■ MISE EN PRATIQUE
(1) Veuillez renvoyer mot pour mot tout le passage de l'extrait sur les droits de douane qui va de « George Carrillo, directeur » jusqu'à « à six mois. ».
(2) D'après l'extrait sur les droits de douane, dans quel délai George Carrillo redoute-t-il une flambée de l'inflation ?
(3) Dressez la liste de toutes les personnes nommées dans l'extrait sur les droits de douane.

■ EXTRAIT À LIRE
William Reinsch, ancien responsable du commerce américain qui travaille maintenant au Centre d’études stratégiques et internationales, indique que «de nombreuses entreprises ont fait des réserves de marchandises importées à l’avance pour éviter les droits de douane. Elles pourront puiser dans leurs réserves accumulées pendant des semaines ou quelques mois, ce qui retardera les souffrances de leurs clients.»
George Carrillo, directeur du Hispanic Construction Council, un groupe de défense de l’industrie, a déclaré que les entreprises de construction avaient accumulé des matériaux en prévision des actions de M. Trump, mais il s’inquiète de la possibilité d’une flambée de l’inflation dans trois à six mois.

■ SECTION DES DONNÉES
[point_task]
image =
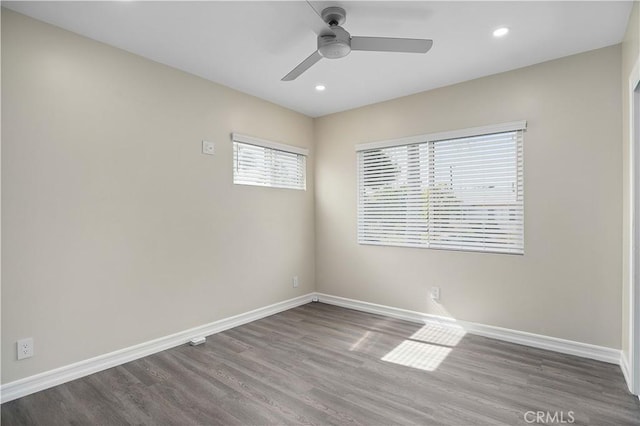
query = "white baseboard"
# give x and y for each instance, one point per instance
(626, 371)
(47, 379)
(38, 382)
(555, 344)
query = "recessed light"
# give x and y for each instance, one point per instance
(501, 32)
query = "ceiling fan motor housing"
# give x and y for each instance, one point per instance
(334, 46)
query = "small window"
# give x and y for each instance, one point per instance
(264, 163)
(457, 191)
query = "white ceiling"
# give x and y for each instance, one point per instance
(250, 46)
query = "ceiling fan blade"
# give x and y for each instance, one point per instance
(385, 44)
(303, 66)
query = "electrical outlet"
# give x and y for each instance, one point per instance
(435, 294)
(208, 148)
(25, 348)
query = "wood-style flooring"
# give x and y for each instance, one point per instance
(321, 364)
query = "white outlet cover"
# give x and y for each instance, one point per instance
(25, 348)
(208, 147)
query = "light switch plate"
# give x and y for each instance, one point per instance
(208, 147)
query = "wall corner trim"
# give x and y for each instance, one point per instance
(48, 379)
(584, 350)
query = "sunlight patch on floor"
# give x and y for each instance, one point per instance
(418, 355)
(447, 335)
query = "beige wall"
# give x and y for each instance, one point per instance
(567, 284)
(116, 229)
(630, 55)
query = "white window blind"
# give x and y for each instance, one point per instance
(264, 163)
(461, 193)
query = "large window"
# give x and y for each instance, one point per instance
(264, 163)
(459, 190)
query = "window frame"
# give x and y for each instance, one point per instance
(274, 147)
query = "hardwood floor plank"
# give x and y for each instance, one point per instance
(324, 365)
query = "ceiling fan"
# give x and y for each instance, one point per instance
(335, 42)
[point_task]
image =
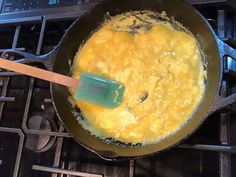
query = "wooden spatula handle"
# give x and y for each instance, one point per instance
(38, 73)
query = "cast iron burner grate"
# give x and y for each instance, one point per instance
(34, 143)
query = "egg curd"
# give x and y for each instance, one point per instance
(161, 68)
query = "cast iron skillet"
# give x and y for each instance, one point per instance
(59, 60)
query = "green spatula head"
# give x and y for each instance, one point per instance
(99, 90)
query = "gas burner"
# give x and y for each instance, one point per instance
(34, 143)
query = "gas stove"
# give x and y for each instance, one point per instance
(33, 143)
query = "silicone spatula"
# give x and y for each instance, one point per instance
(90, 87)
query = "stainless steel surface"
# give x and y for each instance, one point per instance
(217, 148)
(224, 158)
(7, 79)
(63, 171)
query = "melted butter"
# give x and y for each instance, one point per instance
(159, 63)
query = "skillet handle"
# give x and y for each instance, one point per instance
(221, 102)
(46, 60)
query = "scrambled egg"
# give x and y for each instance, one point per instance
(160, 67)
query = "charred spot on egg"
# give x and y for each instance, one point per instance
(160, 64)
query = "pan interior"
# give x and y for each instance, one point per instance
(159, 64)
(81, 31)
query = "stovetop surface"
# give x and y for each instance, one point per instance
(33, 143)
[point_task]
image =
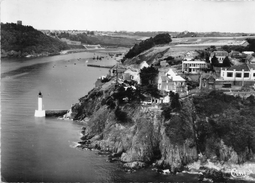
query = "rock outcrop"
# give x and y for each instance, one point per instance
(144, 137)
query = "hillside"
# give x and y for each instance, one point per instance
(19, 40)
(102, 40)
(148, 44)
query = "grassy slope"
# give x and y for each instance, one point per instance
(27, 40)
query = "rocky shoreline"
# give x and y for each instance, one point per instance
(206, 171)
(143, 138)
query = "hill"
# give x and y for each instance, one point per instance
(19, 40)
(147, 44)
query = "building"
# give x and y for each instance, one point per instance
(191, 55)
(163, 63)
(207, 82)
(250, 59)
(235, 54)
(117, 69)
(19, 22)
(248, 52)
(239, 75)
(131, 75)
(143, 64)
(69, 42)
(220, 55)
(193, 67)
(171, 82)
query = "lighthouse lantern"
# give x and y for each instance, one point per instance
(40, 112)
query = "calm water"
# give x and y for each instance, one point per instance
(39, 149)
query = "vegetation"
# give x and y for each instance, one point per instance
(147, 44)
(250, 47)
(27, 40)
(148, 78)
(226, 62)
(213, 119)
(234, 125)
(90, 38)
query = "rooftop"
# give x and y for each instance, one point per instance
(220, 53)
(239, 67)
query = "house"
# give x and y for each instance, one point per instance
(248, 52)
(239, 75)
(163, 63)
(191, 55)
(115, 68)
(250, 59)
(171, 82)
(69, 42)
(193, 67)
(207, 81)
(131, 75)
(235, 54)
(220, 55)
(143, 64)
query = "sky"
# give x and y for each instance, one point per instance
(133, 15)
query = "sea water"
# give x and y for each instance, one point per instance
(43, 149)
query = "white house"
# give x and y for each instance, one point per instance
(143, 64)
(193, 67)
(131, 75)
(171, 82)
(245, 72)
(248, 52)
(220, 55)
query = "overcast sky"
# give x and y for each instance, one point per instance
(133, 15)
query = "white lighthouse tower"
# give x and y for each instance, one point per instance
(40, 112)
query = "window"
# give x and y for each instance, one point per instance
(238, 75)
(246, 75)
(229, 74)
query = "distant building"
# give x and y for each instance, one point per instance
(250, 59)
(164, 63)
(207, 82)
(171, 82)
(220, 55)
(130, 75)
(235, 54)
(143, 64)
(238, 75)
(19, 22)
(248, 52)
(191, 55)
(193, 67)
(69, 42)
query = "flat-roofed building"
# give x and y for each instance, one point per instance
(239, 75)
(19, 22)
(193, 67)
(220, 55)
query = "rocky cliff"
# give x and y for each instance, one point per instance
(138, 135)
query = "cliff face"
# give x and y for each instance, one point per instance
(143, 136)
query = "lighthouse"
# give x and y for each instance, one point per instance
(40, 112)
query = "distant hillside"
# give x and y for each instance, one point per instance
(147, 44)
(19, 40)
(186, 34)
(103, 40)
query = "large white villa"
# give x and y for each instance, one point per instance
(220, 55)
(239, 75)
(193, 67)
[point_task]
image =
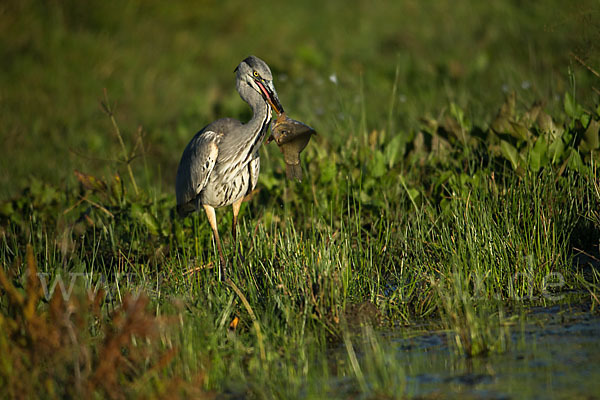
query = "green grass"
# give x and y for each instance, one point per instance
(431, 194)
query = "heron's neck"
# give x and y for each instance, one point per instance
(261, 114)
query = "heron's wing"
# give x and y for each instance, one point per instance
(197, 162)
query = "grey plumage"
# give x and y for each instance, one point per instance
(220, 165)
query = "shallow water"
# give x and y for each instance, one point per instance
(555, 354)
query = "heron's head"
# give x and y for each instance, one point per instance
(255, 73)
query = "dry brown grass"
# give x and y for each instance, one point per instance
(70, 348)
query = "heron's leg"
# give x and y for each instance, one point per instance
(236, 211)
(212, 220)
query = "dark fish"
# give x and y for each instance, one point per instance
(292, 137)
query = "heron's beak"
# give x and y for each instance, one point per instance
(270, 95)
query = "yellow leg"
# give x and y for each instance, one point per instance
(212, 220)
(236, 211)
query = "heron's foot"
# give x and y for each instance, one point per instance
(223, 269)
(240, 256)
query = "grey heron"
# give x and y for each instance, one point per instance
(220, 165)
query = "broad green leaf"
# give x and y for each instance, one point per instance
(572, 108)
(591, 137)
(575, 161)
(392, 150)
(556, 150)
(538, 156)
(519, 131)
(510, 153)
(145, 218)
(377, 164)
(328, 170)
(548, 126)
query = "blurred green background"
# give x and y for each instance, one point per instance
(340, 66)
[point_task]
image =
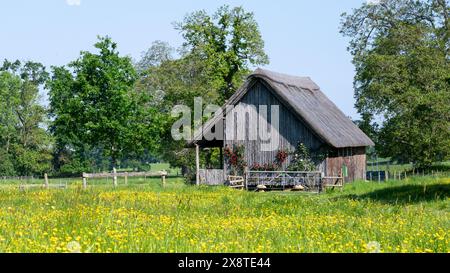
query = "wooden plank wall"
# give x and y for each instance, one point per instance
(353, 158)
(289, 133)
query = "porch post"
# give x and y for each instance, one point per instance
(197, 164)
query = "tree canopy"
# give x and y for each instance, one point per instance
(94, 105)
(24, 144)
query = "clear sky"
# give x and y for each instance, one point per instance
(301, 36)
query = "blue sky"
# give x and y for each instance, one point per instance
(301, 36)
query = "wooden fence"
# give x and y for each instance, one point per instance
(311, 181)
(114, 175)
(212, 177)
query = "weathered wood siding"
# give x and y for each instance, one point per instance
(353, 158)
(291, 130)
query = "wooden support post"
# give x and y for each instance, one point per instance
(46, 180)
(197, 164)
(114, 177)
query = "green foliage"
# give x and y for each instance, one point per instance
(24, 142)
(228, 42)
(401, 54)
(95, 106)
(301, 159)
(217, 53)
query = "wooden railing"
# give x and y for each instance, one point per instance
(114, 175)
(311, 181)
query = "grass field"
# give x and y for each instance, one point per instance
(408, 216)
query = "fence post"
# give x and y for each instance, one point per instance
(163, 178)
(114, 177)
(46, 180)
(84, 181)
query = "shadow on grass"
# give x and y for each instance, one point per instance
(406, 194)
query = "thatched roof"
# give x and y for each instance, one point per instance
(304, 97)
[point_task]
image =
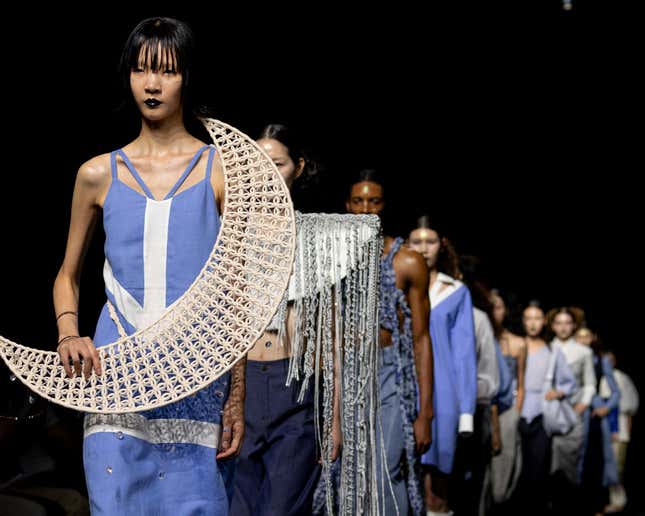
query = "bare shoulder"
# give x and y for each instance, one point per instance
(217, 176)
(518, 344)
(410, 263)
(95, 172)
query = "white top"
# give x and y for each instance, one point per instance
(487, 367)
(580, 360)
(441, 289)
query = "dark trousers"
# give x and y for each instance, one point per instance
(472, 457)
(277, 470)
(533, 489)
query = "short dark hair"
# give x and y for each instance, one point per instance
(163, 41)
(297, 150)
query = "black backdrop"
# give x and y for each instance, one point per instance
(516, 123)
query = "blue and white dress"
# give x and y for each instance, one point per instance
(452, 329)
(160, 461)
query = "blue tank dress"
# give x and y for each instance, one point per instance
(452, 330)
(160, 461)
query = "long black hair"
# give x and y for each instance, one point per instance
(306, 183)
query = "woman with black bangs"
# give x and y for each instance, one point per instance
(160, 197)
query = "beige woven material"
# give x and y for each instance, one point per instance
(217, 320)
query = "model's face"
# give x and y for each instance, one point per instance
(563, 326)
(427, 243)
(365, 197)
(499, 309)
(279, 154)
(533, 320)
(157, 94)
(584, 336)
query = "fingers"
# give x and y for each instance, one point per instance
(94, 356)
(86, 353)
(63, 352)
(236, 445)
(79, 355)
(76, 360)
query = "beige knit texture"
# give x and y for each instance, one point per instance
(213, 324)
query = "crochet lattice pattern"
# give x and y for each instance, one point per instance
(217, 320)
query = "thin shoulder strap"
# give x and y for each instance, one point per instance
(188, 170)
(209, 163)
(135, 174)
(113, 165)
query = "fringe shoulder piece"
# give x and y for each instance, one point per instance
(214, 323)
(334, 294)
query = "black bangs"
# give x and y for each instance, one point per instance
(158, 44)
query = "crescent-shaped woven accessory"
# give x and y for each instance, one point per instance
(213, 324)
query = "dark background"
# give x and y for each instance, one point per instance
(518, 125)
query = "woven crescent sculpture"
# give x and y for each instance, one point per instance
(213, 324)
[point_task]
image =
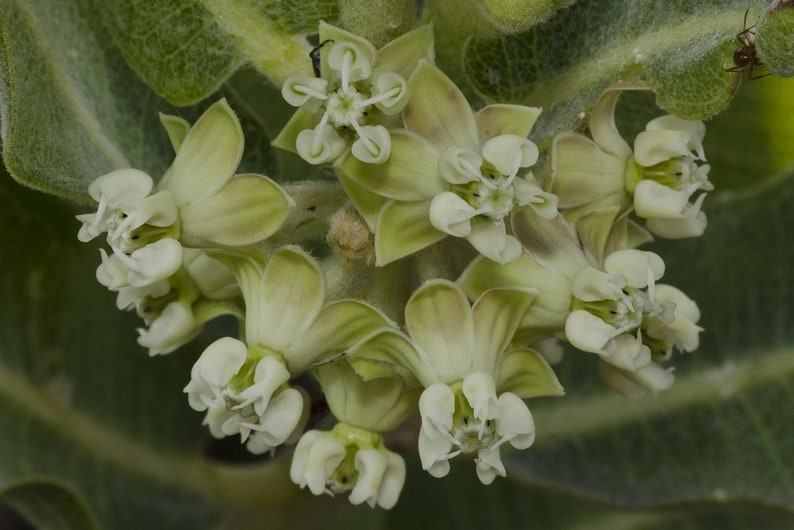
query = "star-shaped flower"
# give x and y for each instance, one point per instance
(451, 172)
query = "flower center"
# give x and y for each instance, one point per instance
(346, 107)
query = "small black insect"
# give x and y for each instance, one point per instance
(745, 56)
(314, 55)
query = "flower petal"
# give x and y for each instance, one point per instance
(438, 110)
(439, 319)
(495, 120)
(497, 314)
(208, 156)
(403, 53)
(403, 228)
(338, 326)
(410, 173)
(525, 373)
(451, 214)
(293, 291)
(250, 208)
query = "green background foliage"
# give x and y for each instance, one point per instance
(94, 432)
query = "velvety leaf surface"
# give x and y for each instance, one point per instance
(681, 48)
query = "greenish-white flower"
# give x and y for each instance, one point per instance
(288, 329)
(473, 378)
(199, 202)
(359, 94)
(452, 172)
(659, 180)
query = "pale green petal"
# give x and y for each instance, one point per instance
(497, 314)
(439, 319)
(176, 128)
(403, 53)
(208, 156)
(438, 110)
(603, 128)
(387, 353)
(403, 228)
(410, 173)
(582, 173)
(496, 120)
(553, 243)
(338, 326)
(300, 121)
(338, 35)
(368, 203)
(293, 291)
(525, 373)
(250, 208)
(451, 214)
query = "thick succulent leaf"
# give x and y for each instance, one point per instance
(71, 109)
(185, 50)
(682, 50)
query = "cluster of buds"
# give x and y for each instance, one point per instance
(476, 265)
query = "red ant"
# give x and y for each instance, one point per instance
(746, 54)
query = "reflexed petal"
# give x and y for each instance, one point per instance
(174, 327)
(373, 145)
(639, 267)
(316, 457)
(403, 228)
(213, 370)
(436, 406)
(397, 86)
(653, 147)
(270, 374)
(507, 153)
(526, 373)
(458, 165)
(410, 173)
(434, 454)
(439, 319)
(154, 262)
(491, 240)
(371, 467)
(589, 333)
(695, 128)
(338, 326)
(121, 185)
(451, 214)
(208, 156)
(479, 388)
(631, 353)
(515, 421)
(497, 314)
(250, 208)
(282, 417)
(438, 110)
(294, 290)
(489, 464)
(543, 203)
(591, 285)
(351, 60)
(654, 200)
(495, 120)
(319, 150)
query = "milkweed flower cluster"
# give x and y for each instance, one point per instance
(470, 260)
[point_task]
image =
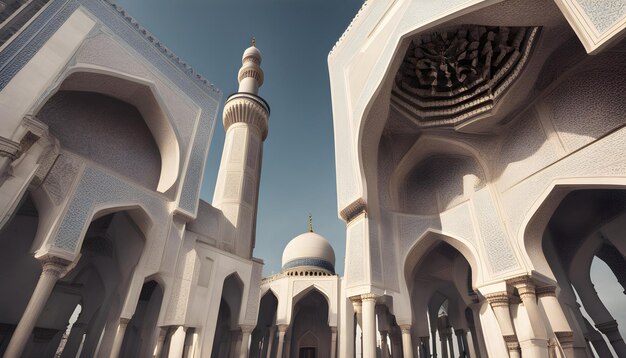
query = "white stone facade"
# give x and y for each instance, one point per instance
(480, 169)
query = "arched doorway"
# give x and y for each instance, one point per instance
(227, 333)
(440, 282)
(587, 226)
(264, 334)
(310, 333)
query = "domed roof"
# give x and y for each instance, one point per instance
(309, 249)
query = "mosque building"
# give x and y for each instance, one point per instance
(480, 170)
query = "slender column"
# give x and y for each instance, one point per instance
(282, 328)
(384, 347)
(271, 341)
(556, 317)
(245, 340)
(444, 344)
(460, 334)
(434, 338)
(177, 343)
(74, 339)
(369, 325)
(119, 337)
(407, 345)
(333, 342)
(539, 336)
(160, 341)
(358, 311)
(450, 342)
(499, 302)
(53, 269)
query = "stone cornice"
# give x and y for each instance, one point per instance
(353, 210)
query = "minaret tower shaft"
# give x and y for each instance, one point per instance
(245, 120)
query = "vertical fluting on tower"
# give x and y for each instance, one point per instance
(245, 120)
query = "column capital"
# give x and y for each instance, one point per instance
(511, 342)
(498, 299)
(546, 291)
(54, 266)
(369, 297)
(247, 328)
(405, 328)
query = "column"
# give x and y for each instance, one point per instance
(499, 302)
(460, 334)
(282, 328)
(119, 337)
(443, 337)
(160, 341)
(434, 338)
(358, 311)
(270, 341)
(333, 342)
(177, 342)
(384, 347)
(407, 345)
(369, 325)
(53, 269)
(556, 317)
(538, 344)
(74, 339)
(245, 340)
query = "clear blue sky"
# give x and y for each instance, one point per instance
(295, 36)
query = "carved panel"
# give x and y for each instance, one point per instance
(451, 76)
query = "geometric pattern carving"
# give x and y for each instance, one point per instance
(451, 76)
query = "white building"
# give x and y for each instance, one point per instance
(103, 139)
(480, 167)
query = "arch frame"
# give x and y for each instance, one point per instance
(158, 119)
(530, 235)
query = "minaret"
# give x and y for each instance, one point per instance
(237, 189)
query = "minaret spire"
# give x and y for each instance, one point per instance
(245, 117)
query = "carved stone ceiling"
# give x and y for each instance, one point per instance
(453, 75)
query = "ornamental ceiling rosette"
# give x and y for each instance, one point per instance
(452, 76)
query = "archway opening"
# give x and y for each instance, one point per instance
(441, 292)
(227, 332)
(588, 226)
(265, 330)
(310, 334)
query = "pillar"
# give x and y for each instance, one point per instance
(53, 269)
(282, 328)
(160, 341)
(177, 342)
(499, 302)
(270, 342)
(369, 325)
(333, 342)
(538, 344)
(119, 337)
(558, 322)
(74, 339)
(461, 343)
(245, 340)
(407, 345)
(384, 347)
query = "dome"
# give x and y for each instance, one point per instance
(309, 249)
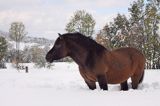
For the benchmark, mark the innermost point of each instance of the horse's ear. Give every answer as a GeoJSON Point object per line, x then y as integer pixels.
{"type": "Point", "coordinates": [60, 36]}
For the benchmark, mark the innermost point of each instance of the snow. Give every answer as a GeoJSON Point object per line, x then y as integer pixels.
{"type": "Point", "coordinates": [63, 86]}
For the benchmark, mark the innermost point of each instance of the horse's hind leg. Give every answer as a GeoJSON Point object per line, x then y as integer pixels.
{"type": "Point", "coordinates": [102, 82]}
{"type": "Point", "coordinates": [124, 86]}
{"type": "Point", "coordinates": [91, 85]}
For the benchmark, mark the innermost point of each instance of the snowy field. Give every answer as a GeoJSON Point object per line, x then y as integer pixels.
{"type": "Point", "coordinates": [63, 86]}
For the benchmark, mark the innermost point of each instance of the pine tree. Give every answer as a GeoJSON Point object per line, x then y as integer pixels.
{"type": "Point", "coordinates": [17, 33]}
{"type": "Point", "coordinates": [3, 51]}
{"type": "Point", "coordinates": [82, 22]}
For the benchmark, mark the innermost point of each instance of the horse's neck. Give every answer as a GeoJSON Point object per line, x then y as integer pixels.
{"type": "Point", "coordinates": [77, 53]}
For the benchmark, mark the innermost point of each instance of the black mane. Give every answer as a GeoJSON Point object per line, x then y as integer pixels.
{"type": "Point", "coordinates": [92, 47]}
{"type": "Point", "coordinates": [86, 42]}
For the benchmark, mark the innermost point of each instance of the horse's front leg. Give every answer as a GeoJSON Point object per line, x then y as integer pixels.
{"type": "Point", "coordinates": [90, 83]}
{"type": "Point", "coordinates": [102, 82]}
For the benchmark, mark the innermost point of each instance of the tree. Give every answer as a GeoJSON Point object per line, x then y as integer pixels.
{"type": "Point", "coordinates": [3, 51]}
{"type": "Point", "coordinates": [82, 22]}
{"type": "Point", "coordinates": [17, 33]}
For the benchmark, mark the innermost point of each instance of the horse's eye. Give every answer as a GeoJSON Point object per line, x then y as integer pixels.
{"type": "Point", "coordinates": [57, 46]}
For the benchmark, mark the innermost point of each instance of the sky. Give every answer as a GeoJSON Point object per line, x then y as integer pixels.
{"type": "Point", "coordinates": [46, 18]}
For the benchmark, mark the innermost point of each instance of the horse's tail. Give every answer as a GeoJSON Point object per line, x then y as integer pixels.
{"type": "Point", "coordinates": [141, 79]}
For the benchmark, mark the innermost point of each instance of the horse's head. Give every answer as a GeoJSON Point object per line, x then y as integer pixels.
{"type": "Point", "coordinates": [58, 51]}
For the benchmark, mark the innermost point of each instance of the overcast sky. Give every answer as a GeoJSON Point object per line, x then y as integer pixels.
{"type": "Point", "coordinates": [46, 18]}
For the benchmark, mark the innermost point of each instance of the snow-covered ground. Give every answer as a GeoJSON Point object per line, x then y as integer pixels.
{"type": "Point", "coordinates": [63, 86]}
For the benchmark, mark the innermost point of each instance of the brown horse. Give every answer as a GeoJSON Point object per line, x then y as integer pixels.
{"type": "Point", "coordinates": [96, 63]}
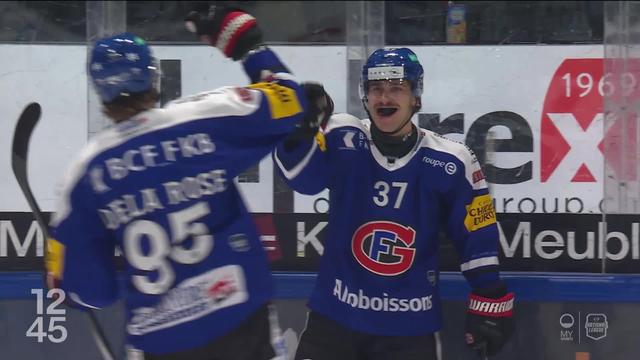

■ RÉPONSES PAR TÂCHE
(1)
George Carrillo, directeur du Hispanic Construction Council, un groupe de défense de l’industrie, a déclaré que les entreprises de construction avaient accumulé des matériaux en prévision des actions de M. Trump, mais il s’inquiète de la possibilité d’une flambée de l’inflation dans trois à six mois.

(2) Dans trois à six mois.

(3)
- William Reinsch
- George Carrillo
- M. Trump